Lateral ventricular injection of d-amphetamine or the D-1 DA receptor agonist, SKF-82958, activated neurons in NAc as indicated by immunostaining for the protein product of the immediate-early gene c-fos. Both drugs produced stronger activation in food-restricted than in ad libitum fed rats (96, 97). Corresponding increases in drug rewarding effects were predicted. These predictions were confirmed by demonstrations that microinjection of d-amphetamine and SKF-82958 into the lateral ventricle or NAc shell lowered the LHSS threshold and did so to a greater extent in food-restricted than ad libitum fed subjects (14, 89). Figure 2 displays actual rate-frequency curves for single ad libitum fed and food-restricted rats injected with d-amphetamine, and regression lines obtained from group parameters.

Lateral ventricular injection of SKF-82958 produced a markedly greater increase in activation of ERK 1/2 /MAP kinase in NAc of food-restricted relative to ad libitum fed rats (98). Yet, inhibitors of the kinase upstream of ERK (i.e., MEK inhibitors: SL-327, U0126) injected systemically or directly into NAc shell did not alter the rewarding effect of d-amphetamine in food-restricted rats, despite the fact that MEK inhibition blocked activation of the downstream nuclear transcription factor, CREB, and the immediate-early gene, c-fos (99, 100). While this result will be instructive in pursuing altered D-1 DA receptor-mediated synaptic plasticity in food-restricted rats (101, 102), it did not illuminate the enhanced unconditioned rewarding effect of a DA-releasing psychostimulant drug.

» **The data**

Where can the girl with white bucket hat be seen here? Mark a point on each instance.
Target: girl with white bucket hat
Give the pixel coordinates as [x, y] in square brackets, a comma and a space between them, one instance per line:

» **Requirement 1**
In the text on food restriction and drug reward, what confirmed the predicted increase in drug rewarding effects? Answer in one to three sentences.
» **Requirement 2**
According to the text on food restriction and drug reward, what showed that d-amphetamine and SKF-82958 activated neurons in NAc?
» **Requirement 3**
Rewrite the part of the text on food restriction and drug reward that begins at the words "Lateral ventricular injection of d-amphetamine" and ends after the words "from group parameters.", substituting "calorie-restricted" for "food-restricted".

» **Result 1**
The prediction was confirmed when microinjecting d-amphetamine and SKF-82958 into the lateral ventricle or NAc shell lowered the LHSS threshold. The drop was greater in food-restricted subjects than in ad libitum fed subjects.

» **Result 2**
Immunostaining for the protein product of the immediate-early gene c-fos showed it.

» **Result 3**
Lateral ventricular injection of d-amphetamine or the D-1 DA receptor agonist, SKF-82958, activated neurons in NAc as indicated by immunostaining for the protein product of the immediate-early gene c-fos. Both drugs produced stronger activation in calorie-restricted than in ad libitum fed rats (96, 97). Corresponding increases in drug rewarding effects were predicted. These predictions were confirmed by demonstrations that microinjection of d-amphetamine and SKF-82958 into the lateral ventricle or NAc shell lowered the LHSS threshold and did so to a greater extent in calorie-restricted than ad libitum fed subjects (14, 89). Figure 2 displays actual rate-frequency curves for single ad libitum fed and calorie-restricted rats injected with d-amphetamine, and regression lines obtained from group parameters.